• EXERCISE DESCRIPTION:
Rewrite every line of the entries below as a numbered list, omitting any blank lines.

• EXERCISE MATERIAL:
-=-=-=-=-

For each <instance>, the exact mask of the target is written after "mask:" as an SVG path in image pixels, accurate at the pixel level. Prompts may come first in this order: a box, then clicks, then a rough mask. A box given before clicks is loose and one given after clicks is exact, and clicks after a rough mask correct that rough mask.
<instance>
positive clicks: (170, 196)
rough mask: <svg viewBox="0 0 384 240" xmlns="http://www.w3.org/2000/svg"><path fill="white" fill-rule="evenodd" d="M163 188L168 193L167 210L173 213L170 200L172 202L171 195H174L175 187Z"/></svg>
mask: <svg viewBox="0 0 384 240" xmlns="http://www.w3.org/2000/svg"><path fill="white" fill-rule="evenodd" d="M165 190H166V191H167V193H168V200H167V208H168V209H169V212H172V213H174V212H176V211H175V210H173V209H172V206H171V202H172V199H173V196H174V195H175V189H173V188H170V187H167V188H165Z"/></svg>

-=-=-=-=-

• OUTPUT OF THE EXERCISE:
1. For each <instance>, the exact mask of the target is written after "mask:" as an SVG path in image pixels, accurate at the pixel level. Prompts may come first in this order: a box, then clicks, then a rough mask. A box given before clicks is loose and one given after clicks is exact, and clicks after a rough mask correct that rough mask.
2. <instance>
3. positive clicks: (170, 196)
4. rough mask: <svg viewBox="0 0 384 240" xmlns="http://www.w3.org/2000/svg"><path fill="white" fill-rule="evenodd" d="M163 188L168 193L167 210L173 213L170 200L172 202L171 195H174L175 187Z"/></svg>
5. mask: <svg viewBox="0 0 384 240" xmlns="http://www.w3.org/2000/svg"><path fill="white" fill-rule="evenodd" d="M165 190H166V191H167V193H168V200H167V208H168V209H169V212H172V213H174V212H176V211H175V210H173V209H172V206H171V202H172V199H173V196H174V195H175V189H173V188H170V187H167V188H165Z"/></svg>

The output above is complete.